--- BEGIN PROVIDED DATA ---
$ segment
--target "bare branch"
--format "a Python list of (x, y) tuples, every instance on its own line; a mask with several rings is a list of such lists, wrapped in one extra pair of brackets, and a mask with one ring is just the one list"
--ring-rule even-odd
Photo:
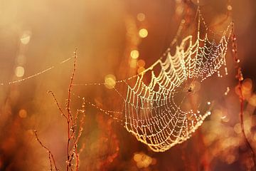
[(58, 100), (57, 100), (57, 98), (56, 98), (56, 97), (55, 96), (53, 92), (51, 91), (51, 90), (49, 90), (49, 91), (48, 91), (47, 93), (50, 93), (50, 94), (53, 95), (53, 98), (55, 102), (56, 103), (57, 106), (58, 106), (58, 108), (60, 110), (61, 115), (63, 115), (63, 116), (66, 118), (66, 120), (68, 120), (68, 118), (67, 118), (67, 116), (64, 114), (63, 111), (62, 110), (62, 109), (61, 109), (61, 108), (60, 108), (60, 105), (59, 105), (59, 103), (58, 103)]
[(52, 165), (52, 161), (53, 162), (53, 166), (54, 166), (54, 168), (56, 171), (59, 170), (57, 167), (56, 167), (56, 164), (55, 164), (55, 160), (54, 160), (54, 157), (53, 157), (53, 153), (50, 152), (50, 150), (46, 146), (43, 144), (43, 142), (39, 140), (38, 138), (38, 136), (37, 135), (37, 130), (34, 130), (34, 133), (35, 133), (35, 135), (36, 135), (36, 140), (39, 142), (39, 144), (44, 148), (47, 150), (47, 152), (48, 152), (48, 157), (49, 157), (49, 161), (50, 161), (50, 170), (53, 170), (53, 165)]

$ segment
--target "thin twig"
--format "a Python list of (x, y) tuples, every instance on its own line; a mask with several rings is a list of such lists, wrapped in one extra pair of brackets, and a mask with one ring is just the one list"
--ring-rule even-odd
[(39, 142), (39, 144), (43, 147), (45, 148), (47, 152), (48, 152), (48, 157), (49, 157), (49, 160), (50, 160), (50, 170), (53, 171), (53, 165), (52, 165), (52, 161), (53, 162), (53, 166), (54, 166), (54, 168), (56, 171), (59, 170), (57, 167), (56, 167), (56, 164), (55, 164), (55, 160), (54, 160), (54, 157), (53, 157), (53, 153), (50, 152), (50, 150), (46, 146), (43, 144), (43, 142), (40, 140), (38, 135), (37, 135), (37, 131), (36, 130), (34, 130), (34, 133), (35, 133), (35, 135), (36, 135), (36, 140)]
[(56, 103), (56, 105), (57, 105), (57, 106), (58, 106), (58, 108), (60, 110), (61, 115), (63, 115), (63, 116), (66, 118), (66, 120), (68, 120), (68, 118), (67, 118), (67, 116), (64, 114), (63, 110), (61, 109), (61, 108), (60, 108), (60, 105), (59, 105), (59, 103), (58, 103), (58, 100), (57, 100), (57, 98), (56, 98), (56, 97), (55, 96), (54, 93), (53, 93), (51, 90), (48, 91), (48, 93), (50, 93), (50, 94), (53, 95), (53, 98), (55, 102)]
[[(70, 78), (70, 83), (68, 88), (68, 102), (66, 104), (66, 109), (67, 109), (67, 115), (68, 115), (68, 142), (67, 142), (67, 163), (66, 163), (66, 170), (68, 171), (69, 168), (71, 167), (70, 161), (73, 157), (70, 157), (70, 142), (71, 139), (70, 136), (70, 119), (72, 120), (71, 111), (70, 111), (70, 98), (71, 98), (71, 88), (73, 82), (75, 77), (75, 68), (76, 68), (76, 58), (77, 58), (77, 49), (75, 50), (74, 52), (74, 65), (73, 65), (73, 71), (72, 73), (72, 76)], [(73, 120), (72, 120), (73, 121)], [(73, 123), (73, 122), (72, 122)], [(73, 125), (73, 123), (72, 123)]]

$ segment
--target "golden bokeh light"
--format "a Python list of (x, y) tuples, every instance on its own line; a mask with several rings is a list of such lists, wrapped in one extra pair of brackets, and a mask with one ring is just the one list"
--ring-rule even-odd
[(139, 56), (139, 52), (137, 50), (132, 50), (130, 53), (131, 58), (137, 59)]
[(116, 85), (116, 78), (112, 74), (107, 75), (105, 77), (105, 86), (109, 89), (112, 89)]
[(137, 14), (137, 20), (139, 21), (144, 21), (146, 19), (146, 16), (143, 13), (139, 13)]
[(17, 66), (15, 68), (15, 75), (17, 77), (22, 77), (23, 76), (24, 76), (24, 73), (25, 70), (24, 68), (23, 68), (22, 66)]
[(145, 68), (144, 67), (139, 67), (137, 70), (137, 73), (141, 74), (143, 71), (144, 71)]
[(146, 38), (148, 33), (148, 31), (146, 28), (142, 28), (139, 31), (139, 35), (141, 38)]
[(227, 6), (227, 9), (228, 9), (228, 11), (231, 11), (231, 10), (232, 10), (232, 6), (228, 5), (228, 6)]
[(27, 111), (24, 109), (21, 109), (18, 111), (18, 116), (21, 117), (21, 118), (25, 118), (27, 117)]
[(31, 39), (31, 33), (29, 31), (25, 31), (21, 36), (21, 43), (26, 45), (29, 43)]
[(137, 66), (139, 67), (144, 67), (146, 65), (145, 61), (144, 61), (143, 59), (139, 59), (137, 62)]

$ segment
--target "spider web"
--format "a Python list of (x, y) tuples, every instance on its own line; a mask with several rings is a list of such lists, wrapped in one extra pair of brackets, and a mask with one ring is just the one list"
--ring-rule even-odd
[[(206, 31), (203, 35), (201, 21)], [(213, 81), (209, 78), (228, 75), (225, 54), (231, 26), (221, 32), (219, 41), (215, 38), (217, 33), (210, 38), (207, 31), (213, 31), (208, 28), (198, 9), (196, 36), (184, 38), (176, 46), (174, 55), (168, 48), (164, 57), (140, 74), (115, 82), (112, 89), (122, 98), (122, 112), (88, 103), (121, 121), (129, 133), (153, 151), (164, 152), (186, 141), (211, 113), (213, 100), (201, 87)], [(117, 88), (120, 83), (125, 85), (124, 95)], [(85, 86), (102, 84), (106, 83)], [(122, 115), (124, 120), (115, 113)]]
--- END PROVIDED DATA ---
PROBLEM:
Substitute "dry branch" for "bare branch" in the stretch from the start of the entries through the line containing "103), (58, 103)]", and reproduce that stretch with nothing else altered. Leave the pictures out of your answer.

FULL ANSWER:
$ segment
--target "dry branch"
--format "a Python list of (x, y) tuples, every instance on its own line; a mask with several rings is a list of such lists, wrapped in one extra pair of brackets, and a mask with one ring is just the one list"
--ring-rule even-odd
Photo:
[(58, 100), (57, 100), (57, 98), (56, 98), (56, 97), (55, 96), (53, 92), (51, 91), (51, 90), (49, 90), (49, 91), (48, 91), (47, 93), (50, 93), (50, 94), (53, 95), (53, 98), (55, 102), (56, 103), (57, 106), (58, 106), (58, 108), (60, 110), (61, 115), (63, 115), (63, 116), (66, 118), (66, 120), (68, 120), (68, 118), (67, 118), (67, 116), (64, 114), (63, 111), (62, 110), (62, 109), (61, 109), (61, 108), (60, 108), (60, 105), (59, 105), (59, 103), (58, 103)]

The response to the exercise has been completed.